-- THE INPUT follows --

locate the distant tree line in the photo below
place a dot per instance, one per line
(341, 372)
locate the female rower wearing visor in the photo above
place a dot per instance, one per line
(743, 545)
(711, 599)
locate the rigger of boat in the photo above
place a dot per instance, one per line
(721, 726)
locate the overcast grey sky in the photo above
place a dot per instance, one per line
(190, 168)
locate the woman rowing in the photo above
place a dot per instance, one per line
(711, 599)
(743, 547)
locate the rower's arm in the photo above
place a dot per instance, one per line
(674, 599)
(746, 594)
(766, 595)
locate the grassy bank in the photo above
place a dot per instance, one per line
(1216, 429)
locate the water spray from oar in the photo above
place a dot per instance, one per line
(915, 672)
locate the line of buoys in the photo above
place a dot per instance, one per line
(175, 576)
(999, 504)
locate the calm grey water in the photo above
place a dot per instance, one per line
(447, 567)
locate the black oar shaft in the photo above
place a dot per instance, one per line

-- THE INPUT concluded --

AIM OF THE TASK
Make an exact transcription of the entries.

TASK RESULT
locate the distant tree line in the photo below
place a dot per instance, one per line
(341, 372)
locate the female rower wearing visor in the photo above
place a dot per instance, one per line
(743, 545)
(711, 599)
locate the rigger of boat in the photo above
place a dot per instance, one per line
(721, 726)
locate the overcast grey sky in the photo above
place a dot per instance, one per line
(190, 168)
locate the woman rowing in the photo above
place a dot per instance, one per line
(711, 599)
(743, 547)
locate the rower's arm in the photo above
place a dot per instance, one per line
(674, 599)
(746, 594)
(766, 595)
locate the grassy bank in the photo above
place a dot per instance, one per line
(1216, 429)
locate the water spray from oar in the photo above
place a dot per instance, one per line
(915, 672)
locate the line of buoys in the photo above
place a dot per instance, one per line
(175, 576)
(999, 504)
locate the calm grey water in the photo above
place a dot per instance, one per line
(447, 567)
locate the black oar shaft in the photo above
place a dot per instance, one per line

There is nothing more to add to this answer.